Asesinato de un periodista

Héctor Abad Faciolince
21 de octubre de 2018 - 01:30 a. m.

Vamos a suponer que Daniel Coronell va al consulado de Colombia en México a solicitar un documento y allí, cordialmente, le dan una cita para que vuelva por él en una semana. A los ocho días regresa Coronell al consulado y antes de entrar le dice a su novia: si no me ves salir pronto, avísales a las autoridades mexicanas. Coronell no sale del consulado y no se lo vuelve a ver. Ese mismo día, en tres vuelos privados y comerciales, han llegado a México 15 integrantes de los servicios secretos colombianos, entre ellos tres de los guardaespaldas personales del presidente. Con ellos viaja también un médico, el jefe de Medicina Forense del país. Los 15 entran al consulado antes de Coronell y salen de allí, en distintos carros, tres horas después de la entrada del periodista. Ese mismo día se van del país.

Coronell me perdonará que haya usado su nombre en esta historia, que por suerte no ha sucedido aquí. Lo hago simplemente para que los lectores colombianos entiendan mejor. Estoy contando, en realidad, la historia de Jamal Khashoggi, un periodista saudí que, cuando le fue prohibido seguir escribiendo en Arabia Saudita, se trasladó a la capital de Estados Unidos y empezó a escribir sobre el Medio Oriente en el Washington Post.

Como Khashoggi tenía una novia en Turquía pasaba también tiempo en Estambul. De hecho el certificado que fue a pedir al consulado de su país en Estambul era un papel para poderse casar. Khashoggi desapareció el pasado 2 de octubre, dentro del consulado; el día 13 de este mismo mes iba a cumplir 60 años; no los llegó a cumplir: según las autoridades turcas, los servicios secretos saudíes lo torturaron (le arrancaron los dedos), luego lo degollaron, lo decapitaron y lo descuartizaron (con ayuda del médico forense) para hacer más fácil la desaparición del cadáver. Dicen que llevaban, para cortar músculos y huesos, una sierra quirúrgica especial.

FILAS DE DATOS:

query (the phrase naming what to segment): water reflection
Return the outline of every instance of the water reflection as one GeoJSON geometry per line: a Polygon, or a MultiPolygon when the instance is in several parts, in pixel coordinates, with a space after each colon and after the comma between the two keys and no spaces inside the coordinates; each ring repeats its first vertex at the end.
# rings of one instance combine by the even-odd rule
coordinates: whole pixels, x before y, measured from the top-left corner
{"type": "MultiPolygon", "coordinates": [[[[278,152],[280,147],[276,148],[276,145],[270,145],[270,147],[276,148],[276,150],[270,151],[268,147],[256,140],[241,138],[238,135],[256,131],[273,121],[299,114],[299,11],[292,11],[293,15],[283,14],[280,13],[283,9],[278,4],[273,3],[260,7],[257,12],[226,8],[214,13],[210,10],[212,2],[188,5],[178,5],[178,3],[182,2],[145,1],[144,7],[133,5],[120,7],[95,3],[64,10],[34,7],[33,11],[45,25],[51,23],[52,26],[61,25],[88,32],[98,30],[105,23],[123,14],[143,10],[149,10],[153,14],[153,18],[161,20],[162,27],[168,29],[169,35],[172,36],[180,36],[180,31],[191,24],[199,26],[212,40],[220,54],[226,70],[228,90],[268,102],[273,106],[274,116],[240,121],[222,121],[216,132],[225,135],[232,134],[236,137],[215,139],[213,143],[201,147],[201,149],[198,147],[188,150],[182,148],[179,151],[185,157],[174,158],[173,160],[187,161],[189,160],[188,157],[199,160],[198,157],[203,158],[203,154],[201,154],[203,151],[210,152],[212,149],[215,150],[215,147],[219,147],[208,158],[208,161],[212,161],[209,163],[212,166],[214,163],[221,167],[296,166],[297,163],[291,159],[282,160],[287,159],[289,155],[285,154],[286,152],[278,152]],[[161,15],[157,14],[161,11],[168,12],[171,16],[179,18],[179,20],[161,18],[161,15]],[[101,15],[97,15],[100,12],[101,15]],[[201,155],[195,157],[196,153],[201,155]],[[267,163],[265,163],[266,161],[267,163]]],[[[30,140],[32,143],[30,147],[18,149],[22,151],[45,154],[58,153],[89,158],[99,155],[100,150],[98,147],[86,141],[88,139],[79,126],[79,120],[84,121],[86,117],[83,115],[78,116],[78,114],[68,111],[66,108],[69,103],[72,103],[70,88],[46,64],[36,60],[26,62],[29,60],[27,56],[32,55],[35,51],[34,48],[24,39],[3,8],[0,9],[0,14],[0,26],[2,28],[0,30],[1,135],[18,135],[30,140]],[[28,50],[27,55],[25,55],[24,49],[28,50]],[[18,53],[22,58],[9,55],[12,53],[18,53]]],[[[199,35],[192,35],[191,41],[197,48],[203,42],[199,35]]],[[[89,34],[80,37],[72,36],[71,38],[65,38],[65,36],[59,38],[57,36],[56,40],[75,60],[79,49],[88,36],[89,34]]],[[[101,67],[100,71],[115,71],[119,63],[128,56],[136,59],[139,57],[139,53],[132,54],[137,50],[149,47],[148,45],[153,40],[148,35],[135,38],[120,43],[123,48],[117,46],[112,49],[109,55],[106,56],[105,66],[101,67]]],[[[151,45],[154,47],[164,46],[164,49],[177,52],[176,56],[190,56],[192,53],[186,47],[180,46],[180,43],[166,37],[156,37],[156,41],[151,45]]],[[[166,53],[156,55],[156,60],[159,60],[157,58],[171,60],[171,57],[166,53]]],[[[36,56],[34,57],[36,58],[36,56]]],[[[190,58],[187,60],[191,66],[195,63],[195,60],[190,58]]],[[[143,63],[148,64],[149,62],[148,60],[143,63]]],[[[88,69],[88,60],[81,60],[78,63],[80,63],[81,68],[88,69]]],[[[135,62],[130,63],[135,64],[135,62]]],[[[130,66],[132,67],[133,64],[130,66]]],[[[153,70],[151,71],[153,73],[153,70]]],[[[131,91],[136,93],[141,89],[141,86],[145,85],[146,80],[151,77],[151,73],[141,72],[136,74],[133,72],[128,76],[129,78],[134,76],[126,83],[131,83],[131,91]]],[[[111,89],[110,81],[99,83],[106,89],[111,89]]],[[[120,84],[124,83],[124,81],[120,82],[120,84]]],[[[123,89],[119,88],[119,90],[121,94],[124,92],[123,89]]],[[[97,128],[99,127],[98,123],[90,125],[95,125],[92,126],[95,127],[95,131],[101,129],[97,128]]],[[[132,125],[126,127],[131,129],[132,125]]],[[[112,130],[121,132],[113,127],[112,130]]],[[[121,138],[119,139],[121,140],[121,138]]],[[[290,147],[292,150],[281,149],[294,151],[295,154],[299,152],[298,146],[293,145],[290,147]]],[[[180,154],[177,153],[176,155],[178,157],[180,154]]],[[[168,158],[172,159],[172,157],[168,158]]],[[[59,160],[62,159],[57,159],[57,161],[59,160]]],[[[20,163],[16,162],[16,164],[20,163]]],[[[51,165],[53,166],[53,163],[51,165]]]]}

TAREA: Transcribe palabra por palabra el tramo del extracto que empieza en las palabras "Como Khashoggi tenía" y termina después de "sierra quirúrgica especial.". Las filas provienen de otra fuente.

RESULTADO DEL EJERCICIO:
Como Khashoggi tenía una novia en Turquía pasaba también tiempo en Estambul. De hecho el certificado que fue a pedir al consulado de su país en Estambul era un papel para poderse casar. Khashoggi desapareció el pasado 2 de octubre, dentro del consulado; el día 13 de este mismo mes iba a cumplir 60 años; no los llegó a cumplir: según las autoridades turcas, los servicios secretos saudíes lo torturaron (le arrancaron los dedos), luego lo degollaron, lo decapitaron y lo descuartizaron (con ayuda del médico forense) para hacer más fácil la desaparición del cadáver. Dicen que llevaban, para cortar músculos y huesos, una sierra quirúrgica especial.